The request
Carry on the forum thread about getting BBC Alba on Sky, picking up right after its final sentence.

Passage to read
....

# Sky Alba



## Heraldo (28 Jan 2011)

Does anyone know how to access BBC Alba under the Sky digital subscription - what codes do you need to add this channel ? Thanks in advance.


----------



## Hoagy (28 Jan 2011)

http://en.wikipedia.org/wiki/List_of_free-to-air_channels_at_28%C2%B0E


----------



## RMCF (29 Jan 2011)

Should be no codes needed, I think. Channel 168 or so.


----------



## Heraldo (1 Feb 2011)

Many thanks - will give this a go.


----------



## tallpaul (3 Feb 2011)

RMCF said:


> Should be no codes needed, I think. Channel 168 or so.


 
It's only 168 on the UK EPG. Otherwise you have to add it to other channels.

To do this Press 'Services', then 4 (System Setup), select, 4 (Add channels), select then input the following into the boxes onscreen:
11954 H 27500 2/3 then select and choose BBC Alba. Press yellow button and select and it will be saved.

....

(Records from a data source)
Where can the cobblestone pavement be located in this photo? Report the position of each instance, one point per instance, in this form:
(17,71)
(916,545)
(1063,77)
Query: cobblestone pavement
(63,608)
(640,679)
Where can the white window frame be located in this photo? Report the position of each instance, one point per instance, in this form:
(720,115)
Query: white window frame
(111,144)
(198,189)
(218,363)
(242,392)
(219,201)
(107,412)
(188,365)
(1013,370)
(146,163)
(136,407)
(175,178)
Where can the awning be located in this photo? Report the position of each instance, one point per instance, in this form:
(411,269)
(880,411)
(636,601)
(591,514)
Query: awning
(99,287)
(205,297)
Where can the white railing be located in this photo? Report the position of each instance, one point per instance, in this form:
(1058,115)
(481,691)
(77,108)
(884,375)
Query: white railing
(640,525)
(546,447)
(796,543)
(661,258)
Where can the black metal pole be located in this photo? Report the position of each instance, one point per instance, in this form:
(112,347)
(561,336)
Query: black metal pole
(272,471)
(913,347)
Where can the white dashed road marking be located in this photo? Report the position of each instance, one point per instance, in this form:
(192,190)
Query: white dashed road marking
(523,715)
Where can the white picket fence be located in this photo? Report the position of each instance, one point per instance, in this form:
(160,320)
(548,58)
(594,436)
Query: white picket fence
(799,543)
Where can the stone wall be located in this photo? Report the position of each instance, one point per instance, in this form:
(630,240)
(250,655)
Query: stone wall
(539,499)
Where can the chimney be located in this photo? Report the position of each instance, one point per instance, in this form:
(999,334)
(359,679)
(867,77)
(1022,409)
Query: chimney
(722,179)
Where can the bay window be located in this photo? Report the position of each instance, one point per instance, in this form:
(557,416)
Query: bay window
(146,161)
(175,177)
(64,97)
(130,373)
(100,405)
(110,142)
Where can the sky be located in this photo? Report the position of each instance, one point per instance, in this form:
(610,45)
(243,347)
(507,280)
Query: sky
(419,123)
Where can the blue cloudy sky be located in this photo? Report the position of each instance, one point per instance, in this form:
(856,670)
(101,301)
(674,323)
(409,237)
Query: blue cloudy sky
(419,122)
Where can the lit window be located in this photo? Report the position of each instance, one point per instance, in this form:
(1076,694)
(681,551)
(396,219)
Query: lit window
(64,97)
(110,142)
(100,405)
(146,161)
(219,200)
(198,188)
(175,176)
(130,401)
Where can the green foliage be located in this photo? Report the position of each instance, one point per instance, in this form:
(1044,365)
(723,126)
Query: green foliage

....

The output
----------



## RMCF (3 Feb 2011)

tallpaul said:


> *It's only 168 on the UK EPG*. Otherwise you have to add it to other channels.
> 
> To do this Press 'Services', then 4 (System Setup), select, 4 (Add channels), select then input the following into the boxes onscreen:
> 11954 H 27500 2/3 then select and choose BBC Alba. Press yellow button and select and it will be saved.



Oops, sorry forgot I have an NI Sky card.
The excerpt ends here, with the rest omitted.